§ WHAT THE EXERCISE ASKS
Where the line with "the sky for" appears below, start writing out lines exactly, and finish with the line with "of the ocean", which is included; write out nothing else.
** Opening AVAILABLE RECORDS block **
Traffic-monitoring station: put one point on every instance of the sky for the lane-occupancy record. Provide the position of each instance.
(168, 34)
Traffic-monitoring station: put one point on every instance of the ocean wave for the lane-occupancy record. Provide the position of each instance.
** Closing AVAILABLE RECORDS block **
** Opening AVAILABLE RECORDS block **
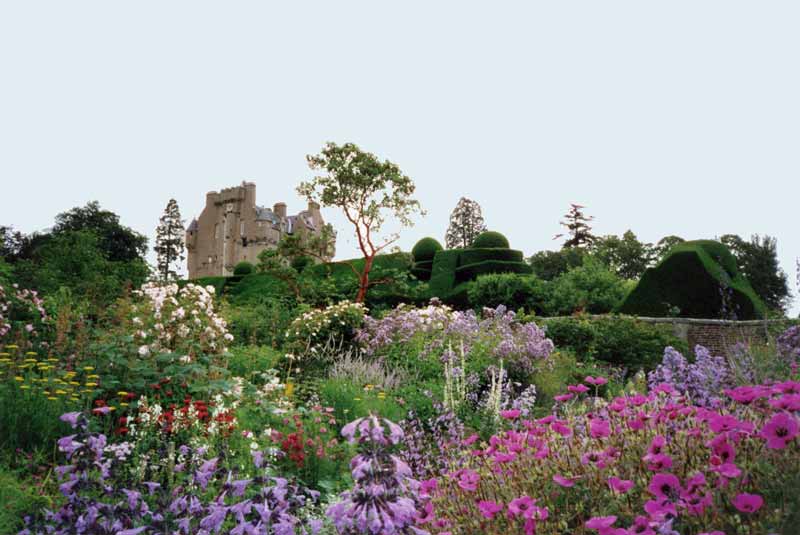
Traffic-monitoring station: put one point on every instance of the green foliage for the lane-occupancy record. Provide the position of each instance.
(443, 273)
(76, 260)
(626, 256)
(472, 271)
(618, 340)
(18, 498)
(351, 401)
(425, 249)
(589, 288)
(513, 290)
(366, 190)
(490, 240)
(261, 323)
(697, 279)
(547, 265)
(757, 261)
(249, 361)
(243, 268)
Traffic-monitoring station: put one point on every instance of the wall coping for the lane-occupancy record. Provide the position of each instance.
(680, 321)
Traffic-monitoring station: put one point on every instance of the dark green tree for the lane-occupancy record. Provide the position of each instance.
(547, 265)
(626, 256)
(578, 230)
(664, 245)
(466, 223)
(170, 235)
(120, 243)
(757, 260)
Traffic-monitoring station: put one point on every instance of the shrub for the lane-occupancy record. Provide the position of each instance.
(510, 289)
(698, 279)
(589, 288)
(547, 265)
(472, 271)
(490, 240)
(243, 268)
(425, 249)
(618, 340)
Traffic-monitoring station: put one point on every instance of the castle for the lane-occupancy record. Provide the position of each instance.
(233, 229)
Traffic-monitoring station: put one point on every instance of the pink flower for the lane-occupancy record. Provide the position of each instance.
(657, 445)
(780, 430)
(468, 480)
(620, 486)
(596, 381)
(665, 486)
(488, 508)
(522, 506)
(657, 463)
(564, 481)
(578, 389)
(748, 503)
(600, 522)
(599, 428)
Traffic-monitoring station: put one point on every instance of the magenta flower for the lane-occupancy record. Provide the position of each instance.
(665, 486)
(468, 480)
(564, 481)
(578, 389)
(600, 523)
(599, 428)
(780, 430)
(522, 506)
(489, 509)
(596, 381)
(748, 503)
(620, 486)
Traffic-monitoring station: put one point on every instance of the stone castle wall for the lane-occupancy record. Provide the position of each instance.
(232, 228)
** Closing AVAILABLE RECORDS block **
§ TASK RESPONSE
Traffic-monitoring station: put one point on every instance of the sky for the lane-occupancy record. Provide the position of each instance.
(168, 34)
Traffic-monitoring station: put one point on every instance of the ocean wave for the lane-occupancy record. Provide the position of each instance.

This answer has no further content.